EXERCISE DETAILS =>
Copy out all of the rows below, line for line, with no changes.

ROWS =>
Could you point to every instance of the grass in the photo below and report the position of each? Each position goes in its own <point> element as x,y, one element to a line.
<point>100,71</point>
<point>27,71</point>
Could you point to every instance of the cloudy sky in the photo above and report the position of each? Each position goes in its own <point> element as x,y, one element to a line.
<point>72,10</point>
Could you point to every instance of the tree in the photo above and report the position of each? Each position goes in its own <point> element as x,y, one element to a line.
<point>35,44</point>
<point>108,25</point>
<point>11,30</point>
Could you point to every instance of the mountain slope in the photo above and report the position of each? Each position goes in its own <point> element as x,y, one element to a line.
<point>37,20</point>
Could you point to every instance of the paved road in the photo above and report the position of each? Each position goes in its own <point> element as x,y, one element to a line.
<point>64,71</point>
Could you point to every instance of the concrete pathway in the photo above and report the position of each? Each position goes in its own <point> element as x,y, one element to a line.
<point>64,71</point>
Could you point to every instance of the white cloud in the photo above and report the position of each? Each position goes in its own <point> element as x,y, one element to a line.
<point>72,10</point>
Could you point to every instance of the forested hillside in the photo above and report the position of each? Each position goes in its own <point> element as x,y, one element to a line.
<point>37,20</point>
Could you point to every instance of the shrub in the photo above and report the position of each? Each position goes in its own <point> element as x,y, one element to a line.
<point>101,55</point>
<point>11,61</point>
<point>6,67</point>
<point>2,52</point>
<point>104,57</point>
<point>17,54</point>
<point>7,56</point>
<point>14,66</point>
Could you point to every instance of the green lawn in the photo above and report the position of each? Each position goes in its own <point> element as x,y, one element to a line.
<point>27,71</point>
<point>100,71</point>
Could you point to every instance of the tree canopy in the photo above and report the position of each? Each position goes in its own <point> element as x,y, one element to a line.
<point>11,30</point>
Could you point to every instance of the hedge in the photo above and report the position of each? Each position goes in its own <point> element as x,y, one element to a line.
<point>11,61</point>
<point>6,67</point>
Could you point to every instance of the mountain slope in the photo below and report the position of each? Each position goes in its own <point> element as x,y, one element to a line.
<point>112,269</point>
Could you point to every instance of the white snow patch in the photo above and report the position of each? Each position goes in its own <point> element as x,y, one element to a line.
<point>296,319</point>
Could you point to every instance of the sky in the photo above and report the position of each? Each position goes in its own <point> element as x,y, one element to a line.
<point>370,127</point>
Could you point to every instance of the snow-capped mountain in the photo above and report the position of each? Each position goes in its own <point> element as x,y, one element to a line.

REPLY =>
Could you point to every instance of the grass in the photo below and report the position of each? Each position goes in its own <point> element as x,y, one element to a line.
<point>100,71</point>
<point>27,71</point>
Could you point to every instance of the cloudy sky in the photo above and report the position of each? Each position goes in its own <point> element as x,y, one element to a line.
<point>72,10</point>
Could you point to every instance of the tree in the photo above and report the position of each? Each position goes in its own <point> element as x,y, one element to a line.
<point>35,44</point>
<point>108,25</point>
<point>11,30</point>
Could you point to every instance of the mountain slope in the photo above and report the position of each? Each position goes in its own <point> element as x,y, one element to a line.
<point>37,20</point>
Could you point to every instance of the paved road in the photo above and report the position of each? Each position goes in its own <point> element as x,y, one element to a line.
<point>64,71</point>
Could you point to every instance of the concrete pathway in the photo above and report the position of each? Each position goes in its own <point> element as x,y, one element to a line.
<point>64,71</point>
Could you point to every instance of the white cloud in the photo above and report the position of each? Each position goes in its own <point> element as x,y, one element to a line.
<point>72,10</point>
Could you point to every instance of the forested hillside in the photo above and report the position of each? Each position goes in its own <point> element as x,y, one element to a line.
<point>37,20</point>
Could you point to every instance of the shrub in the photo above and report the position of each? Each position goes in its own <point> element as x,y, one element to a line.
<point>101,55</point>
<point>11,61</point>
<point>6,67</point>
<point>2,52</point>
<point>104,57</point>
<point>17,54</point>
<point>7,56</point>
<point>14,66</point>
Could you point to every instance of the green lawn in the photo above and report the position of each? Each position goes in its own <point> element as x,y, one element to a line.
<point>27,71</point>
<point>100,71</point>
Could you point to every instance of the tree canopy in the photo above and report the position of each? Each position goes in its own <point> element as x,y, one element to a line.
<point>11,30</point>
Could you point to every instance of the hedge in the photo above and report the position of each? Each position goes in its own <point> element as x,y, one element to a line.
<point>11,61</point>
<point>6,67</point>
Could you point to every instance of the mountain slope in the photo below and report the position of each? Each position goes in its own <point> element as x,y, one element to a line.
<point>112,269</point>
Could you point to every instance of the white snow patch in the photo above and report the position of each? Each position goes in its own <point> element as x,y, one element to a line.
<point>296,319</point>
Could you point to every instance of the sky in the photo above and report the position of each? Each position goes in its own <point> element as x,y, one element to a line.
<point>370,127</point>
Could you point to every instance of the snow-capped mountain in the photo above and report the position of each? Each position goes in its own <point> element as x,y, one element to a line.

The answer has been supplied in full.